**Excerpt to read**

=======

With the introduction of several legal and economic incentives, including 100% ownership, healthcare is one of the most attractive sectors in the country, the Colliers report said.
The kingdom is moving towards encouraging more private sector participation, scaling its market share from 35-40 percent to 65 percent.
Foreign expertise
In the last few years, KSA’s healthcare has seen tremendous growth and it continues to be one of the few sectors that have not been affected by economic fluctuations, according to Collier’s experts.
“Although the Covid-19 pandemic had a negative impact, slowing down investments, like in other countries where nobody was willing to take the risk for 18 months to two years, new projects are coming up quickly since Q4 2021, and especially in 2022,” said Mansoor Ahmed.
Opening the economy to foreign investors and operators has completely changed the landscape of the market, with several newcomers, like the King’s College from London, which opened its branch in Jeddah, or Mediclinic, opening in Riyadh, Mansoor added.
“We are working on a couple of investors. Some other big traditional names are willing to open their hospitals in Saudi and they are in the advanced stage of negotiations. There are also a lot of new projects focusing on medical wellness. We are working on a couple of them that should be ready in the next few years,” he said.
The kingdom wants also to reduce its spending on medical care abroad. Currently, a large number of Saudis travel to the US, Europe to South East Asia, due to the lack of good quality healthcare services inside the country, spending between $2 to $3 billion on treatment.
“the idea is to bring the same operator or the same specialty from abroad to Saudi Arabia so the saved money can be reinvested in the country on healthcare infrastructure,” Mansoor said.
Costly real estate and REIT funds
A recent law allowing the separation of the operating structure from the owner of facilities has eased entry into and operation in the market.
However, the extent of investment required in projects is still significant. The cost of land in Riyadh has almost doubled in the last two to three years, Mansoor said. High construction costs are another limiting factor.
According to Colliers, due to the large ticket size of the investment, typically a minimum of $50 – 70 million for a 100-bed hospital, only institutional investors or large family houses have access to these funds. Retail investors will not be able to benefit from the opportunities.
In the last few years, sale and leaseback have gained popularity as an option for several operators who own the facilities but want to expand their operations.
“In most of the cases, hospital operators want to operate the hospital and not merely be landlords,” Mansoor said.
Colliers recommends expanding REIT funds, as these would benefit the kingdom’s economy capital markets by offering investors more diversification, transparency and greater accessibility to local real estate.
“REIT funds in the kingdom can unlock around $59 – $63.4 billion property value, playing a key role in growth in the healthcare sector. That would provide $25.2-$27.8 billion which can be used to upgrade the existing hospitals,” said Mansoor.
Currently, there are four to five major REIT funds and more are expected to be listed soon. This is happening in the education and retail sectors also,” he added.
In 2021, the government announced a formal law for public-private partnerships, ensuring greater involvement of the private sector.
Before, the Ministry of Health was building all its hospitals. Now, the construction will be carried out by the private sector, Mansoor said.
The private sector will also be renovating several large hospitals that are 20-30 years old. Under the new arrangement, the Ministry will become like a tenant and pay the private sector rent.
But according to Colliers experts, the growing prevalence of lifestyle diseases such as diabetes and obesity drives the demand for centers of excellence, not big hospitals.
“We highly advocate the development of specialized clinics for maternity, urology, cardiology, etc. We also advise focusing more on daycare surgery which is very cost efficient: a daycare surgery costs half or one-third of a regular surgery,” said Mansoor.
According to Colliers’ estimates, the return on investment EBITDA ranges between 20 percent and 30-35 percent for a quality hospital.

=======

**Extracted entries**
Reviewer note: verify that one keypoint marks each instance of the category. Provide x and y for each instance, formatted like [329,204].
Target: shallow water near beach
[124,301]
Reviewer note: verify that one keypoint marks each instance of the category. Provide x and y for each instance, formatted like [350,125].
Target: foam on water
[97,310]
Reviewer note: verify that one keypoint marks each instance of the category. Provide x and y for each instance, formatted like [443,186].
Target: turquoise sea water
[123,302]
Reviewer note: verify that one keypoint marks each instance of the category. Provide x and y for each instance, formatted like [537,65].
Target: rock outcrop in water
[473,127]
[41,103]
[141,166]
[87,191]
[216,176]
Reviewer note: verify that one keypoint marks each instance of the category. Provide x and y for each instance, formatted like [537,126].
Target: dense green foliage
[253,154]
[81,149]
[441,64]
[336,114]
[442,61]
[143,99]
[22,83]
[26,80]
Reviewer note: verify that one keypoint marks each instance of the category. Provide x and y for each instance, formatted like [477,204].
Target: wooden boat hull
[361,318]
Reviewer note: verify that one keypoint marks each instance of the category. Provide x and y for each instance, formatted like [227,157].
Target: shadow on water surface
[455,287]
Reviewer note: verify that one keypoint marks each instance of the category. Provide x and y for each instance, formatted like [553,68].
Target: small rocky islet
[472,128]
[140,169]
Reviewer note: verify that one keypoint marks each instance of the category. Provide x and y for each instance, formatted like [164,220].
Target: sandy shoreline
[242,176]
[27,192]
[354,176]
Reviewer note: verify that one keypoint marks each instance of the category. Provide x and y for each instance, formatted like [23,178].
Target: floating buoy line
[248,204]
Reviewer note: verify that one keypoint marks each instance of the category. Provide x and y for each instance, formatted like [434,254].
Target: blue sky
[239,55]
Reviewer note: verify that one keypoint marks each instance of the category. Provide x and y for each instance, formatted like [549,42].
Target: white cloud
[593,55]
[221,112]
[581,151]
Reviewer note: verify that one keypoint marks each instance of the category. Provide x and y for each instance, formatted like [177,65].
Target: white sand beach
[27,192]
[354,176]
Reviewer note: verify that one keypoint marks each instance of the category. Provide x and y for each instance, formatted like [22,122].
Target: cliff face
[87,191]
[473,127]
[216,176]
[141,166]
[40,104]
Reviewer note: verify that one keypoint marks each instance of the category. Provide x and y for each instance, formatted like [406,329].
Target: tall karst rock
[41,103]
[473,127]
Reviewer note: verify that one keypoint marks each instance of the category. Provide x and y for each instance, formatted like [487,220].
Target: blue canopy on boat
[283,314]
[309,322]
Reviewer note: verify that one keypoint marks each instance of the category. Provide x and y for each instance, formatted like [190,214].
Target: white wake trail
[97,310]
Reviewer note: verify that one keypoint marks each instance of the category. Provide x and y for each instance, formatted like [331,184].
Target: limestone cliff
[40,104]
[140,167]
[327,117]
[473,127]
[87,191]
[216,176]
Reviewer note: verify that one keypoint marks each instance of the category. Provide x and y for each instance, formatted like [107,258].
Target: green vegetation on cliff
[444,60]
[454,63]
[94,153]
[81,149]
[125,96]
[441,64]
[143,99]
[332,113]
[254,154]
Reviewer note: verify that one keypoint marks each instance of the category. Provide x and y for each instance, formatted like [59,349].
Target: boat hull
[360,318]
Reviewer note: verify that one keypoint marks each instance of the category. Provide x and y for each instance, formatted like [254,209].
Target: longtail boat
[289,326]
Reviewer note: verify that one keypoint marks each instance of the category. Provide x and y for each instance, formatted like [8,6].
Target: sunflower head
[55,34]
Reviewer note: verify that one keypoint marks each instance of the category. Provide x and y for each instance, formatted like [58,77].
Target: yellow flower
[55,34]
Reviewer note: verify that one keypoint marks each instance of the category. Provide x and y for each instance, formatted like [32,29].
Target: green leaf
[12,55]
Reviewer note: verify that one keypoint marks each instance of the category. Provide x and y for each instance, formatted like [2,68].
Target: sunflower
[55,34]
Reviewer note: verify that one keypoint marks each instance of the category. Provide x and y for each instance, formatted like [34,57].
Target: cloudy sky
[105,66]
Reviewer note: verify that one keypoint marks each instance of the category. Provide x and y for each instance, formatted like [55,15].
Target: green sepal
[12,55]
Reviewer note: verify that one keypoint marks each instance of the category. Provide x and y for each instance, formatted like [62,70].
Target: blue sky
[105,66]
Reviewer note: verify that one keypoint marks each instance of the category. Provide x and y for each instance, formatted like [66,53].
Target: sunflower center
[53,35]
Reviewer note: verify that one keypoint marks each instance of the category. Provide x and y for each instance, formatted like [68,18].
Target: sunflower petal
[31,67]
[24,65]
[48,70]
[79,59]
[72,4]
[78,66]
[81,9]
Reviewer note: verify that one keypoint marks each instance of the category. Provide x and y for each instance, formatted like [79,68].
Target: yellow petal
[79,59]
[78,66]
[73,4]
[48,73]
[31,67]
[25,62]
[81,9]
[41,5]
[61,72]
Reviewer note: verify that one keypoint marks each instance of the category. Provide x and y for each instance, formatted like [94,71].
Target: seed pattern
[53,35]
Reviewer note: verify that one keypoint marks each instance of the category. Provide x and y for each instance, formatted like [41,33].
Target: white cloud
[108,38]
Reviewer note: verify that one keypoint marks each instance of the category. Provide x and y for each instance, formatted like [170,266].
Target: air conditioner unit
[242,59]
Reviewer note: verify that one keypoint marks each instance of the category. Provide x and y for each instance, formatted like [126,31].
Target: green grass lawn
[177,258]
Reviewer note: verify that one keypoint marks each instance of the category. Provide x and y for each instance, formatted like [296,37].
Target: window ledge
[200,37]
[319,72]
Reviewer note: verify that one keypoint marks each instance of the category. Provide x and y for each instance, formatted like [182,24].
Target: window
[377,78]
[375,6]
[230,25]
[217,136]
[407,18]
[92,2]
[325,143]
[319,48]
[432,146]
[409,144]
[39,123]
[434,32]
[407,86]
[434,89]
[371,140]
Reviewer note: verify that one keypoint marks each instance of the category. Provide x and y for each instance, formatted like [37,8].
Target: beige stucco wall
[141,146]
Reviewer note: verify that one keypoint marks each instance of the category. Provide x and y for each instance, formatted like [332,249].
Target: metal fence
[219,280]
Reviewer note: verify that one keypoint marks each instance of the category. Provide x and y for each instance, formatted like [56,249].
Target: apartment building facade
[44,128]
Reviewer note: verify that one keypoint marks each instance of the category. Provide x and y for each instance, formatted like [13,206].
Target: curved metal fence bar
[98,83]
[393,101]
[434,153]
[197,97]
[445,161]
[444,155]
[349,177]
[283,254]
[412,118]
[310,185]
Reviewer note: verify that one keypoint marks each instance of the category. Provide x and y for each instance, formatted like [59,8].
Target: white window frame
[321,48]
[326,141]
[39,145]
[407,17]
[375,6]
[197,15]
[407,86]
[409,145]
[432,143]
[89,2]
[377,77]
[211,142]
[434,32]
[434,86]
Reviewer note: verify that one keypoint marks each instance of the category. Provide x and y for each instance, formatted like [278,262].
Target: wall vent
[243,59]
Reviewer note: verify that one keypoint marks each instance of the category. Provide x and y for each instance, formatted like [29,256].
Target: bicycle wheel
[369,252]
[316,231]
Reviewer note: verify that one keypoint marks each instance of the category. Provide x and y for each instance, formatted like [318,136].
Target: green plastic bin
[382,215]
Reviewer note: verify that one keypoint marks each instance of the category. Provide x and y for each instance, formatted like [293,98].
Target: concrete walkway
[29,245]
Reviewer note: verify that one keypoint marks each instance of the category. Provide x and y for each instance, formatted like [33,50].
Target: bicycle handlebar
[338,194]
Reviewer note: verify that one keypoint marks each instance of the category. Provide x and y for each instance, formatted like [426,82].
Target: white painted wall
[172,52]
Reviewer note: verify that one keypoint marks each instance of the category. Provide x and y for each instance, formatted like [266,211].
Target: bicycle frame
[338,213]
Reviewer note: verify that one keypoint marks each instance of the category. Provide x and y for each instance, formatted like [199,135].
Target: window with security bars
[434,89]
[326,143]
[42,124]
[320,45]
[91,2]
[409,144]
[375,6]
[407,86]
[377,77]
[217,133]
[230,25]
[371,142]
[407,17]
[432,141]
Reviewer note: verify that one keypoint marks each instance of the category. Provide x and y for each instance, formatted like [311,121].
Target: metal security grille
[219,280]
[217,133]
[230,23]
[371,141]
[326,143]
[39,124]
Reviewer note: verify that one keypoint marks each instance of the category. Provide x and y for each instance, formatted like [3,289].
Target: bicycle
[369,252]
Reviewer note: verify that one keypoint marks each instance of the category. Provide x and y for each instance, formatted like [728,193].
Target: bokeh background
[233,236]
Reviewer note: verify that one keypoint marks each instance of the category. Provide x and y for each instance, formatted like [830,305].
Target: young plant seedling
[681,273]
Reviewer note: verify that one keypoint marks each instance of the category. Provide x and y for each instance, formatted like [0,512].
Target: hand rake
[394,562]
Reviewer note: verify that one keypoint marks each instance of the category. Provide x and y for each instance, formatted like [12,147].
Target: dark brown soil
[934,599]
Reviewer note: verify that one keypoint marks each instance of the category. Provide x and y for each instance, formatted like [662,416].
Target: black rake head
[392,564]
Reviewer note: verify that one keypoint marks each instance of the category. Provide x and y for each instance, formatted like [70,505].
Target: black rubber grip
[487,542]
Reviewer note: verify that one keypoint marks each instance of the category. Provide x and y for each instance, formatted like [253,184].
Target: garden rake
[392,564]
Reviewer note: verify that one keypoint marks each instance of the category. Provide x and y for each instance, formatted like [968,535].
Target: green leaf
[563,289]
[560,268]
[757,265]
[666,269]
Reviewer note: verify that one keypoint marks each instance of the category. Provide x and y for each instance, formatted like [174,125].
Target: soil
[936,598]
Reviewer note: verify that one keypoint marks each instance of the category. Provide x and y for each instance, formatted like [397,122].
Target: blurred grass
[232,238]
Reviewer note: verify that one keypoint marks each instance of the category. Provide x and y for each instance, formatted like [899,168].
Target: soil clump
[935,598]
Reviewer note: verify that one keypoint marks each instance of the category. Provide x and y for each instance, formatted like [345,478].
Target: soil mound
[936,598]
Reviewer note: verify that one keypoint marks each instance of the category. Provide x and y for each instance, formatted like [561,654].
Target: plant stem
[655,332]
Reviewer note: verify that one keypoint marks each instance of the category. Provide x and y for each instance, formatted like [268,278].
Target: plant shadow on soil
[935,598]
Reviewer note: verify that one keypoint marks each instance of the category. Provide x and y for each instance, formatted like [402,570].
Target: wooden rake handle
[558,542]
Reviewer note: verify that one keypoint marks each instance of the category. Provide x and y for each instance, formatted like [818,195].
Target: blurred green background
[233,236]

=======

**Work instruction 1**
Answer these from the article on Saudi healthcare:
(a) What minimum investment does the article give for a 100-bed hospital?
(b) How has the cost of land in Riyadh changed, and over what period?
(c) How does the cost of a daycare surgery compare with a regular surgery?
**Work instruction 2**
For each statement, say whether the article on Saudi healthcare supports it. Answer yes or no, and quote the words that decide it.
(a) The Ministry of Health will keep building all its own hospitals.
(b) Retail investors can benefit from the hospital investment opportunities.
(c) A formal law for public-private partnerships was announced in 2021.

**Task response 1**
(a) $50–70 million.
(b) It has almost doubled in the last two to three years.
(c) It costs half or one-third of a regular surgery.

**Task response 2**
(a) No: "Now, the construction will be carried out by the private sector"
(b) No: "Retail investors will not be able to benefit from the opportunities."
(c) Yes: "In 2021, the government announced a formal law for public-private partnerships"